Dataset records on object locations
== == ==

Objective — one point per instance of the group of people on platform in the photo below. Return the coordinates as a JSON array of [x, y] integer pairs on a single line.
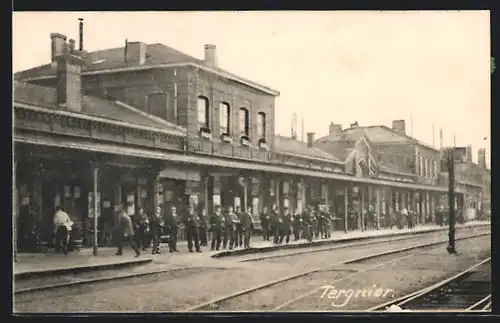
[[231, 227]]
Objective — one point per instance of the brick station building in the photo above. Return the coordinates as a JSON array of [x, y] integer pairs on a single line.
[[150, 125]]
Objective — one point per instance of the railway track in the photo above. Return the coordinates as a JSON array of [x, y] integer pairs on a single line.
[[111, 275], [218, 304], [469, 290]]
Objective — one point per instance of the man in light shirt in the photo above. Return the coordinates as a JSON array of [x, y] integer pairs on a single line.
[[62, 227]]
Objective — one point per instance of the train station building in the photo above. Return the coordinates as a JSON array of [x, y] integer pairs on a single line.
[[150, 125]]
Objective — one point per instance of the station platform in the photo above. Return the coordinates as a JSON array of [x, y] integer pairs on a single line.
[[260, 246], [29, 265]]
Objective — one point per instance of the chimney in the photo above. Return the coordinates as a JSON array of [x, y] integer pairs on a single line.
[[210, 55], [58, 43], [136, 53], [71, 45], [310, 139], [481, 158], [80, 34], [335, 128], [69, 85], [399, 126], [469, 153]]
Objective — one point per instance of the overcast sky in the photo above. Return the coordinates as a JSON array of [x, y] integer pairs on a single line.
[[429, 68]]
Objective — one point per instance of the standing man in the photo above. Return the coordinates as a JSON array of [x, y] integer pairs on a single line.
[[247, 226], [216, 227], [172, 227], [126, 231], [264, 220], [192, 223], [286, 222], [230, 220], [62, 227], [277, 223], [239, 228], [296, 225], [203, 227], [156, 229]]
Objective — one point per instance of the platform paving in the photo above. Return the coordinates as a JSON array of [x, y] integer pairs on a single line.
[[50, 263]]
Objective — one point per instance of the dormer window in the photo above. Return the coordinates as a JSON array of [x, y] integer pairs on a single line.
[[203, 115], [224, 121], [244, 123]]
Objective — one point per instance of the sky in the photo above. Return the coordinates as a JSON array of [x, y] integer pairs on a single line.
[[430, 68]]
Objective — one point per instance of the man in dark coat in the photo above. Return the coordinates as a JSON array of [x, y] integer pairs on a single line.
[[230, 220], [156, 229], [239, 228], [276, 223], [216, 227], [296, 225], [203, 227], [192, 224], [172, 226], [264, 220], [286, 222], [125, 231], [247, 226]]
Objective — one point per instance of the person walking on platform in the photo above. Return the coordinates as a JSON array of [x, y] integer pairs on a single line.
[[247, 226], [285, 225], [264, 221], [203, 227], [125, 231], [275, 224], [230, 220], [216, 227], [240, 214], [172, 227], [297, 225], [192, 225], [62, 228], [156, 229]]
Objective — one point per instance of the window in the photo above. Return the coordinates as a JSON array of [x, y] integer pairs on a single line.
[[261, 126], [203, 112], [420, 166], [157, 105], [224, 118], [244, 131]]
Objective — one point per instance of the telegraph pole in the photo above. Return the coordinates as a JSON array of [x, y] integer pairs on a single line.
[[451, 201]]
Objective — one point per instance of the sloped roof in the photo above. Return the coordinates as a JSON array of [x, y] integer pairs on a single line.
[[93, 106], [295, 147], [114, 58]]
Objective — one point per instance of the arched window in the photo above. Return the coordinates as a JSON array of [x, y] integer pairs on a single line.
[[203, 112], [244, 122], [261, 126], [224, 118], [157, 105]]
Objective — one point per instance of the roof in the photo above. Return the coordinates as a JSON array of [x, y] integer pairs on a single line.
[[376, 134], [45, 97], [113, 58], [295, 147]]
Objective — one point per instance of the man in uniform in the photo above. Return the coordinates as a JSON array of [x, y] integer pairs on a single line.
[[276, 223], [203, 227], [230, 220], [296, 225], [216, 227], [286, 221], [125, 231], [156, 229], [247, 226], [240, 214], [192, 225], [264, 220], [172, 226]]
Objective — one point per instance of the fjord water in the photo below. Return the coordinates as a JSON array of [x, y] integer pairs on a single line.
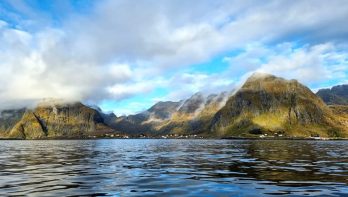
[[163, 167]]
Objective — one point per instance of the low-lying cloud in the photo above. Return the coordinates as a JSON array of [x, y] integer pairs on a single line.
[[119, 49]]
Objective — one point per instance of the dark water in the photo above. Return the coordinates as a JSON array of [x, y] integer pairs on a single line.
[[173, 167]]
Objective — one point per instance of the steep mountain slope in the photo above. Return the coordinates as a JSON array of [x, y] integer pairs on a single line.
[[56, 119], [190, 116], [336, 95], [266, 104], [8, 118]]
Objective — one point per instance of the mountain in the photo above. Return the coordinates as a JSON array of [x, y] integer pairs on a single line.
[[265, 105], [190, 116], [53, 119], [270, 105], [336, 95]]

== == ==

Directions: Please put the lines of the records into a numbered list, starting at the line that contains "Objective — one point per instance of the chimney" and ending at the line that contains "231], [247, 226]]". Leave out any blank lines.

Answer in full:
1. Objective — one point per instance of the chimney in the photo above. Return the coordinates as a JSON array of [x, y] integer pairs on a single line.
2. [[210, 55], [58, 43], [136, 53], [71, 45], [310, 139], [481, 158], [80, 34], [335, 128], [69, 85], [399, 126], [469, 153]]
3. Objective — one point per instance of the overcast sky in the photo above. Return the coordinates as a JSON array of [x, y] integer pairs on a single line.
4. [[429, 68]]
5. Objective — one point per instance of the standing man in the photo above. Return the coordinates as a JSON array of [x, y] integer pairs on a single line.
6. [[247, 226], [216, 227], [172, 227], [126, 231], [264, 220], [192, 223], [286, 222], [230, 220], [62, 227], [277, 223], [239, 228], [296, 225], [203, 227], [156, 229]]
7. Objective — one point per instance of the platform paving in the photo above. Return the coordinates as a JSON array of [x, y] integer pairs on a single line.
8. [[50, 263]]
9. Objective — one point per instance of the dormer window in the photo above. Return the coordinates as a JSON array of [x, y] integer pairs on a single line.
10. [[203, 115], [224, 121], [244, 123]]
11. Objective — one point per instance of the sky in the photo above. Return the coordinates as a JSON array of [x, y] integer pairs on a single line.
12. [[430, 68]]
13. Objective — one point per instance of the man in dark coat in the photo above. Return the coordinates as a JSON array of [x, y] integer pairs on a single line.
14. [[230, 220], [156, 229], [239, 228], [276, 223], [216, 227], [296, 225], [203, 227], [192, 224], [172, 226], [264, 220], [286, 222], [125, 231], [247, 226]]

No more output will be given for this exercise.